● WORK TO COMPLETE
**A.** In the instruction notes, how many stages does the IVP_RECIPQLIN_2XF32_0 scoreboard run?
**B.** From the instruction notes, quote the passage that begins with the words "recipqli.s v4, v6 →" and ends with "0x58→0x57 = .S/seg-0 discriminator)".
-------- DOCUMENT TEXT --------
NOTE — the refine provides ONE polynomial step; the iteration count is firmware. The TIE op supplies a single QLI refine step plus the coefficient tables. Any further Newton/QLI iteration on top of these seeds is a firmware-kernel decision, out of the ISA carve.
[HIGH structure / iteration-count CARRIED firmware]
4.5 Timing and worked pattern [HIGH/OBSERVED]
This is the deepest vector latency in the batch: the IVP_RECIPQLIN_2XF32_0 scoreboard runs
…_inst_stage0 … _stage15 — 16 stages. USE vr@10, the 5 enables + 5 flags @14, CPENABLE@3; DEF
recip/rsqrt prefanout @9, flop2@11, flop3@12, vt@13 (≈3-cycle result latency), FSR flag writeback
@14, and VectorPipeImpreciseErr@15 (the pipe-level imprecise-error output). The fp transcendental pipe
is thus ~2 cycles deeper than the integer ALU and ~1 deeper than the fp-FMA.
recipqli.s v4, v6 → 32505818e206452f { nop; nop; nop; recipqli.s v4, v6 }
ivp_recipqlin_2xf32_0 v4, v6 → 32505718e206452f ([7:4]/byte 0x58→0x57 = .S/seg-0 discriminator)
ivp_recipqlin_2xf32t_0 v4, v6, vb1 → 325016184206452f (T form: selector narrows, vbr=vb1, bit[0]=1)
-------- RAW DATA --------
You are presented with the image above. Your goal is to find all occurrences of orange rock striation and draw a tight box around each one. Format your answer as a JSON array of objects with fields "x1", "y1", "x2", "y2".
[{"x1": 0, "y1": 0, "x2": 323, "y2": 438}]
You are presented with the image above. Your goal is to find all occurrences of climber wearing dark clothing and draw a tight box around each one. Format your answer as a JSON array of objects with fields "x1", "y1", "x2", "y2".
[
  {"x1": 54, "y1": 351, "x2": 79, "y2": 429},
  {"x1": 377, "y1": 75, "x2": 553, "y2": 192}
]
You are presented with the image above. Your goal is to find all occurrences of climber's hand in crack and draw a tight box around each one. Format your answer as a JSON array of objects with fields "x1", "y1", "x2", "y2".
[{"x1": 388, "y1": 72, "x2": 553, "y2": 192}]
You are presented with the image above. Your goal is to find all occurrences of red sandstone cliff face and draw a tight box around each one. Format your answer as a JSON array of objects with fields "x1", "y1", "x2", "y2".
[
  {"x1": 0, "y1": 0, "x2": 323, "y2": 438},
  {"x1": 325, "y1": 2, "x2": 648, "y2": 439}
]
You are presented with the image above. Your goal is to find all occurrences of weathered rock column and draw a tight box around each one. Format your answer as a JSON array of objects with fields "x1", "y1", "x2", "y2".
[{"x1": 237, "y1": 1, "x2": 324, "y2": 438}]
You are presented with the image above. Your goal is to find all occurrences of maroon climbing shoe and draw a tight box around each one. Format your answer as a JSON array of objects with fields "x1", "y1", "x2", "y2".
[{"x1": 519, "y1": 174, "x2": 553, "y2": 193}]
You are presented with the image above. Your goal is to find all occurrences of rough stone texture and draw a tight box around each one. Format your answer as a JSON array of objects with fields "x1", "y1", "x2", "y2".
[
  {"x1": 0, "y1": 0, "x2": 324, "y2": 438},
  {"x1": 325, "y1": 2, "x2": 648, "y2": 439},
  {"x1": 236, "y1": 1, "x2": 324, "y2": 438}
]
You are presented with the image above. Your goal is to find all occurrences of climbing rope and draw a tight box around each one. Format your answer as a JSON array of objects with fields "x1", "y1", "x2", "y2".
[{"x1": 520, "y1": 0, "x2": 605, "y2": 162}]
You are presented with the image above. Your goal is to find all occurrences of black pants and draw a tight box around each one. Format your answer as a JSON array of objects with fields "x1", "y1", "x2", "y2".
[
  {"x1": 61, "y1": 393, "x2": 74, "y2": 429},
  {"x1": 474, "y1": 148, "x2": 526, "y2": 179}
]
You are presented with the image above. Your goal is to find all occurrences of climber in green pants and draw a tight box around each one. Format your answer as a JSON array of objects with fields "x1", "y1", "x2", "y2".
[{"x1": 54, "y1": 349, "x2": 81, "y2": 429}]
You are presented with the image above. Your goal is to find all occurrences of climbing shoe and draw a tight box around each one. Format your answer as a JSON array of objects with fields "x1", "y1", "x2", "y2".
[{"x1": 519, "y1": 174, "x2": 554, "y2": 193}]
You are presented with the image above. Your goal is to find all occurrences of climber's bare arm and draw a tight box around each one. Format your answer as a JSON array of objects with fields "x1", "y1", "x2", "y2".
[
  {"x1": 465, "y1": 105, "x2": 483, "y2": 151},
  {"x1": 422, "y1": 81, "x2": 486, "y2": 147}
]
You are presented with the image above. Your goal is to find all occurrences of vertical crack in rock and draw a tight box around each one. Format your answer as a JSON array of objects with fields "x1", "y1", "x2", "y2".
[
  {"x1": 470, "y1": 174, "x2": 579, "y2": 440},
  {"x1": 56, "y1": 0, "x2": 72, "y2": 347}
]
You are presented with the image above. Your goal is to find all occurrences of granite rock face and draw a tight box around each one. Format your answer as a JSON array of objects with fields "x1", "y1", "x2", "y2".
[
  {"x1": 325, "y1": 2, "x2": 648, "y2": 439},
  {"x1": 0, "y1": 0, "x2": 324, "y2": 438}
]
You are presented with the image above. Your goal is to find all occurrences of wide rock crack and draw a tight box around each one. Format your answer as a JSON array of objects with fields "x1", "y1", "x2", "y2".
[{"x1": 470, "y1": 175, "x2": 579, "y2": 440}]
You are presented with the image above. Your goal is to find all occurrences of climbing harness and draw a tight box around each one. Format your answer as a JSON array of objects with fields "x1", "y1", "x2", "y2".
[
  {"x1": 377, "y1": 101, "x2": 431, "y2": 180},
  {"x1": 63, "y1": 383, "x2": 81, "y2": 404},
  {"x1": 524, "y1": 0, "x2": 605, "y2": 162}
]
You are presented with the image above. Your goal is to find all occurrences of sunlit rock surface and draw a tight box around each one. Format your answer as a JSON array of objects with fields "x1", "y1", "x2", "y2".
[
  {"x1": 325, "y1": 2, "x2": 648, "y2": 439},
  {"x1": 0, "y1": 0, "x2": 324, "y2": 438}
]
--------
● PROBLEM SOLUTIONS
**A.** 16 stages, stage0 through stage15.

**B.**
recipqli.s v4, v6 → 32505818e206452f { nop; nop; nop; recipqli.s v4, v6 }
ivp_recipqlin_2xf32_0 v4, v6 → 32505718e206452f ([7:4]/byte 0x58→0x57 = .S/seg-0 discriminator)